### Text section

Martin on Feb. 19 announced “Operation Whirlwind,” a new initiative to prosecute threats against public officials at all levels of government, which some critics and legal experts believe is primarily intended as a means of silencing criticism.

In addition to Garcia, Martin has sent letters to the Senate’s Democratic Leader Chuck Schumer (N.Y.) on Jan. 21, Feb. 3, and Feb. 11, indicating plans to review remarks he made in 2020 to see if they constituted unlawful threats against two of Trump’s U.S. Supreme Court nominees, Brett Kavanaugh and Neil Gorsuch.

“I want to tell you, Gorsuch,” Schumer said, “I want to tell you, Kavanaugh—you have released the whirlwind and you will pay the price. You won’t know what hit you if you go forward with these awful decisions.” 

The top Senate Democrat was speaking during a rally about the conservative jurists’ potential revocation of decades-old constitutional protections for abortion, which they ultimately did in 2022 with their 5-4 decision in Dobbs v. Jackson Women’s Health Organization.

######
### Dataset

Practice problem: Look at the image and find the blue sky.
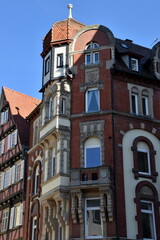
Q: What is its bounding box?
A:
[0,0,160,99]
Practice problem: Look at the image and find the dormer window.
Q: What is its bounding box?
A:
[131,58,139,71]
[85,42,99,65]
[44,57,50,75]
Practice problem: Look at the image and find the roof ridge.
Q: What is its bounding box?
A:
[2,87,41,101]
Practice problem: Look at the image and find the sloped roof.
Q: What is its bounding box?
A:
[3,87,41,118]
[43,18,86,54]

######
### Dataset

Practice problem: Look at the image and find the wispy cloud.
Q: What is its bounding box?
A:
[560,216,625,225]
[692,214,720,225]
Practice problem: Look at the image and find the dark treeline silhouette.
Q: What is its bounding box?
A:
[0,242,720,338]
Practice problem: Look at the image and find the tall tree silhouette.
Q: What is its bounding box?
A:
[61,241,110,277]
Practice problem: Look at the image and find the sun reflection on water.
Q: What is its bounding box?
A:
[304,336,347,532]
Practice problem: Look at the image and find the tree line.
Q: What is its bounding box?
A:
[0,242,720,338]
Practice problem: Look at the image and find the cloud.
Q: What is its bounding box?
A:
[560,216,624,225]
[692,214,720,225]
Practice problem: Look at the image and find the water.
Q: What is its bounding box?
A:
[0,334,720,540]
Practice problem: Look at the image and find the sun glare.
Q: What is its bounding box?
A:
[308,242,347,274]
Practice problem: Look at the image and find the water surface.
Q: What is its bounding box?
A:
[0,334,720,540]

######
### Dataset

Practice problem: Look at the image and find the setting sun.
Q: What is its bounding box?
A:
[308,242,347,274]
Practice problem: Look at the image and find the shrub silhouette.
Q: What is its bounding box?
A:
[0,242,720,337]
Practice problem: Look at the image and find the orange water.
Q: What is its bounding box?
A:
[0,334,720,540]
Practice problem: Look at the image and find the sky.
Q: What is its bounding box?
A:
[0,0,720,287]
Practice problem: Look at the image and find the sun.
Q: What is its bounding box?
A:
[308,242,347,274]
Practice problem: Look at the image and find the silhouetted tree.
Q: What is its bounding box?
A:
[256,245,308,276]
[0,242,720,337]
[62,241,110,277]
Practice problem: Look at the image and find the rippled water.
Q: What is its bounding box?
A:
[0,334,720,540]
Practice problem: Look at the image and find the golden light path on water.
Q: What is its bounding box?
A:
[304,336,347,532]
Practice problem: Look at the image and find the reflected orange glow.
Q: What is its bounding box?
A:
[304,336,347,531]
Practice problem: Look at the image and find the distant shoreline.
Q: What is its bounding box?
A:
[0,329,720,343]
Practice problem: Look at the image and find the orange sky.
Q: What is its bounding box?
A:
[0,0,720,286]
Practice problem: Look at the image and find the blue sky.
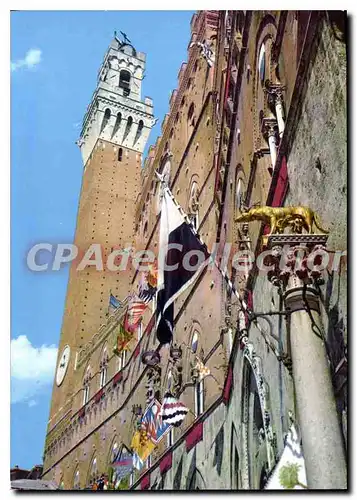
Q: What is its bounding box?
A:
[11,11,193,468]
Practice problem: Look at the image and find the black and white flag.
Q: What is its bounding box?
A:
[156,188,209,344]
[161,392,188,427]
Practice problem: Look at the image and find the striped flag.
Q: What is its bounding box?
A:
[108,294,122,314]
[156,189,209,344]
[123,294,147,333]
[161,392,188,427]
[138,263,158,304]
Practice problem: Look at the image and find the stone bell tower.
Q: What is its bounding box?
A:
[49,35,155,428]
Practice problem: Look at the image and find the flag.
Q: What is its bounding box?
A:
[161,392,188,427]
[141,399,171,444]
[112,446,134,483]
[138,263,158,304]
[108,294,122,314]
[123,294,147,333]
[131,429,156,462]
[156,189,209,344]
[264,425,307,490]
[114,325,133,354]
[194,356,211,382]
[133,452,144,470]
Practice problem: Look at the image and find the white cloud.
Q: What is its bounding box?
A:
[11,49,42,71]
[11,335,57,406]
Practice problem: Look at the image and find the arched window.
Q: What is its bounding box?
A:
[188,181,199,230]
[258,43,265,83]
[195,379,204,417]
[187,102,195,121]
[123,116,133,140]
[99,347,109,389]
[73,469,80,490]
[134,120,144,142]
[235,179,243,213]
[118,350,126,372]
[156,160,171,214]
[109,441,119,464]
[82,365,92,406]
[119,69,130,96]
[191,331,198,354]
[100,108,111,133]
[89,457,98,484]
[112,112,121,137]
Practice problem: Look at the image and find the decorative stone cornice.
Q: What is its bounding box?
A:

######

**Apply what you read**
A. Summarize the text on Operation Whirlwind and Chuck Schumer's 2020 remarks in two sentences.
B. Resume the text on Operation Whirlwind and Chuck Schumer's 2020 remarks, picking up after its final sentence.

**Task responses**
A. On Feb. 19, Martin announced "Operation Whirlwind," an initiative to prosecute threats against public officials that some critics and legal experts believe is mainly meant to silence criticism. Martin also sent Senate Democratic Leader Chuck Schumer letters in January and February indicating plans to review his 2020 rally remarks, in which he told Gorsuch and Kavanaugh they would "pay the price," to see if they were unlawful threats.

B.
As detailed by aide to the senator in his response to Martin, “on March 5, 2020, the day after the comments referenced in your letter, Senator Schumer made the following remarks” from the Senate floor:

“Now, I should not have used the words I used yesterday. They didn’t come out the way I intended to. My point was that there would be political consequences—political consequences—for President Trump and Senate Republicans if the Supreme Court, with the newly confirmed Justices, stripped away a woman’s right to choose.

“Of course, I didn’t intend to suggest anything other than political and public opinion consequences for the Supreme Court, and it is a gross distortion to imply otherwise. I am from Brooklyn. We speak in strong language.

“I shouldn’t have used the words I did, but in no way was I making a threat. I never—never—would do such a thing. Leader McConnell knows that, and Republicans who are busy manufacturing outrage over these comments know that too.”

The aide concluded, “As Senator Schumer’s statement on the Senate floor confirmed, the comments were not a threat to physically harm any person. I hope that this clarifying information is helpful.”

Shortly after Trump’s appointment of Martin, the conservative lawyer and activist dismissed pending cases against rioters who sacked the Capitol building on Jan. 6, 2021, fired the prosecutors who were involved, and began investigations into those who brought obstruction charges that were ultimately invalidated by a U.S. Supreme Court decision in June.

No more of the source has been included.